EXERCISE DIRECTIONS:
Reproduce the closing part of the entries exactly: the line with "In this exercise you will mark each instance of the power" and all lines after it, ending with the last line, and nothing else.

RECORDS:
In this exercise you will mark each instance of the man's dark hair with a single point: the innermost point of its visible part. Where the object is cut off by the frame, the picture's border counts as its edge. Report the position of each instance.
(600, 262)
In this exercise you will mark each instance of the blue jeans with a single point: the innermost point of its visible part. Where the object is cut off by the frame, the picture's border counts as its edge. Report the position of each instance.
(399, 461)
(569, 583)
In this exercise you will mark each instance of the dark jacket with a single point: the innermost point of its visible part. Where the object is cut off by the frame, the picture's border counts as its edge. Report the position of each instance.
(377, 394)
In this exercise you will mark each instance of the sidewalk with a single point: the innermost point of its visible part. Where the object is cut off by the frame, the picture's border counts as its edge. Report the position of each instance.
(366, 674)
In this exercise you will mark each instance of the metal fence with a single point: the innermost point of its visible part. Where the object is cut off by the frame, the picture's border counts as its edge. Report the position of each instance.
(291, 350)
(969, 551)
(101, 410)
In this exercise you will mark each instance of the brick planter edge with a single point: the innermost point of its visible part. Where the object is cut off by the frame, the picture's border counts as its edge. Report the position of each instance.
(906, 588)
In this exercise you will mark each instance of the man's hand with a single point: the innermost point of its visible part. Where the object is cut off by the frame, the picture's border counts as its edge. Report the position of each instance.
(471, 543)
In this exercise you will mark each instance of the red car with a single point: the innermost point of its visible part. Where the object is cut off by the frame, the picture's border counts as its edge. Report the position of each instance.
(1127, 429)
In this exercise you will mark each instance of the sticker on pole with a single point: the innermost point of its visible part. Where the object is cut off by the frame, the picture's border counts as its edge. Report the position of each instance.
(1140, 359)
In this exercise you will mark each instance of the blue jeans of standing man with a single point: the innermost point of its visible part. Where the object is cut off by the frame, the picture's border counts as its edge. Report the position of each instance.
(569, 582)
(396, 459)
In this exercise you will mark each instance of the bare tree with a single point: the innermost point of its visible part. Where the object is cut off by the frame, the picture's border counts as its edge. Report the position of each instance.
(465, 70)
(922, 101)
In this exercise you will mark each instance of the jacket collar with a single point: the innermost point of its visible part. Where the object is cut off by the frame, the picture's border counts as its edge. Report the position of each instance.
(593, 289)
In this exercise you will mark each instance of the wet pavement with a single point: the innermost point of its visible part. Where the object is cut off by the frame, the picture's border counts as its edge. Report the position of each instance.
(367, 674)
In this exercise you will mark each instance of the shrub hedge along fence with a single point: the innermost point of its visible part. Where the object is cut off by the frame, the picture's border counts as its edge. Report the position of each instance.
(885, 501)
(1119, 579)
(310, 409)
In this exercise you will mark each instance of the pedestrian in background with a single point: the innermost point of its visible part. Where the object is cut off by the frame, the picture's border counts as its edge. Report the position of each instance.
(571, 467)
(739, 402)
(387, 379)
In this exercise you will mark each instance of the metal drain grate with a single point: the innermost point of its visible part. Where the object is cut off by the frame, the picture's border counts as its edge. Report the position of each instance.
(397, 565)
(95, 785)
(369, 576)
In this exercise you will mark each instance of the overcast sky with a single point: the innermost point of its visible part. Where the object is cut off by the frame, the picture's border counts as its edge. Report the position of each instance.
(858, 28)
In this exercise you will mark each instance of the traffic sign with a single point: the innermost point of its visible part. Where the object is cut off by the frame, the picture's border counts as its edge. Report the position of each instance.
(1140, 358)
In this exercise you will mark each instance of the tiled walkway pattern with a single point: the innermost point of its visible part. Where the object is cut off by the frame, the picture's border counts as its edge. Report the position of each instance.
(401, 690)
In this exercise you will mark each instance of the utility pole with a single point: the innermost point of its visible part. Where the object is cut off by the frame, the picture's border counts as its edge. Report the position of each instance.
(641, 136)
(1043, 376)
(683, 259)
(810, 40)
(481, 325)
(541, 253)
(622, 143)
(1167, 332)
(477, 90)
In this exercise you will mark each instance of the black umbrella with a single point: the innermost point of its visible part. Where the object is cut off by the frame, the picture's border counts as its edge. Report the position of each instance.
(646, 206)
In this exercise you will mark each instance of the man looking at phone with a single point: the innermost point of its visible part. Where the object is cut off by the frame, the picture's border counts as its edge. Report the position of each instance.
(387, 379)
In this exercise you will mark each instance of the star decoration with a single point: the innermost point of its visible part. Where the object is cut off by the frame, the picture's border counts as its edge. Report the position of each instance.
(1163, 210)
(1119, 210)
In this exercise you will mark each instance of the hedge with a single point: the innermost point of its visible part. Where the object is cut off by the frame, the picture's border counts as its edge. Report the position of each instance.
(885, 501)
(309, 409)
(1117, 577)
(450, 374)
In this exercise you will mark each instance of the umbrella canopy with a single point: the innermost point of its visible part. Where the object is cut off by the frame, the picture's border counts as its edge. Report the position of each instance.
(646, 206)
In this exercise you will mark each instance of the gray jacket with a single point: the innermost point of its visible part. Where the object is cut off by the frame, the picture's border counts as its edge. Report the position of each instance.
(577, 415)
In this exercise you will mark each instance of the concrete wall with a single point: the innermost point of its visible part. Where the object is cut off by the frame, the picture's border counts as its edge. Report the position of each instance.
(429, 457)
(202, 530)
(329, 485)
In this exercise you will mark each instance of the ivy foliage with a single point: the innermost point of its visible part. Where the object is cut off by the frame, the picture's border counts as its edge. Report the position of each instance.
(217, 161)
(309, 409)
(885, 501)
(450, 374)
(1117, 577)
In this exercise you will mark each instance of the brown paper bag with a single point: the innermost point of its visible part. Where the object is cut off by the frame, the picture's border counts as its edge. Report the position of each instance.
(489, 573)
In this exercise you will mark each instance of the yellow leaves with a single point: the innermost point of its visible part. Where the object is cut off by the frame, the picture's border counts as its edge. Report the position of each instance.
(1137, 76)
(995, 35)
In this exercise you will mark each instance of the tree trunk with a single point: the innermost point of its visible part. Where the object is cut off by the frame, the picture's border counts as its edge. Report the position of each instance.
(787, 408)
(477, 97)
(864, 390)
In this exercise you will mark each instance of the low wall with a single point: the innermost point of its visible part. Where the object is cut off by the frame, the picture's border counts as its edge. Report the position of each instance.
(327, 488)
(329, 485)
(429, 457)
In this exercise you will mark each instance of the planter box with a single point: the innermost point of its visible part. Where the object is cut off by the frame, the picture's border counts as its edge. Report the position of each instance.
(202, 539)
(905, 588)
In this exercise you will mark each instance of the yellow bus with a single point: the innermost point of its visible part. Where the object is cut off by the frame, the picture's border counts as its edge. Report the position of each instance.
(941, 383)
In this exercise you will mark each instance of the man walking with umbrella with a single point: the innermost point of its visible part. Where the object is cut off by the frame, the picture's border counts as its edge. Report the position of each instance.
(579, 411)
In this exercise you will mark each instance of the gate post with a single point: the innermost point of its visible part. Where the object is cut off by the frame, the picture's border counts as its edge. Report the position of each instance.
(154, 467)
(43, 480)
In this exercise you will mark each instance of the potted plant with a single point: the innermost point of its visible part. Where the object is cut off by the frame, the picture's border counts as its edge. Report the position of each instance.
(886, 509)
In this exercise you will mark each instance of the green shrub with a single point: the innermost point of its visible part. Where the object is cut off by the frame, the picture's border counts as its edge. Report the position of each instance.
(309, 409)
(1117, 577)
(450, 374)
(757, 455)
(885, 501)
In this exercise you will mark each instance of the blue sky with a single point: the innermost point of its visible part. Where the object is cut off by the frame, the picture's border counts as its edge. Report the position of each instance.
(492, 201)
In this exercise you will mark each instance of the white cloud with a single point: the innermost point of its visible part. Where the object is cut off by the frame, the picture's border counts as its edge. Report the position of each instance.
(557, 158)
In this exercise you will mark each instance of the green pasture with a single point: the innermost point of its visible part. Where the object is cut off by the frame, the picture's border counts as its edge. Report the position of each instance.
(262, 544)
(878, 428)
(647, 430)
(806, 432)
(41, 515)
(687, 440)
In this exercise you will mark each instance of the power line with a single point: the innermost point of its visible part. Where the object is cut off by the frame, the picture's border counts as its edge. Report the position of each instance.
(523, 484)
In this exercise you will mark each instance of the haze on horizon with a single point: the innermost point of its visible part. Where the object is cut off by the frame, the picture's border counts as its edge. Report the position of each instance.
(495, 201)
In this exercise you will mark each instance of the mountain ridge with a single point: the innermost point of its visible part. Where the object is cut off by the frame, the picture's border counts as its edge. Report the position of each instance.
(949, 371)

WORKED SOLUTION:
In this exercise you will mark each instance of the power line with a single point: the innermost point of its visible part. Where the object is cut off by the frame, the picture's border counts as its edge. Report the position of each instance.
(523, 484)
In this exercise you will mark each instance of the haze on horizon with a single point: the innermost point of its visible part. Where the object is cut off by the frame, the picture's border counts as its edge. Report the position of each instance.
(495, 201)
In this exercise you will mark each instance of the mountain ridge with a single point: the innermost point of its visible part. Where the object is cut off by the frame, the picture's border counts as its edge. Report the position of each instance.
(949, 371)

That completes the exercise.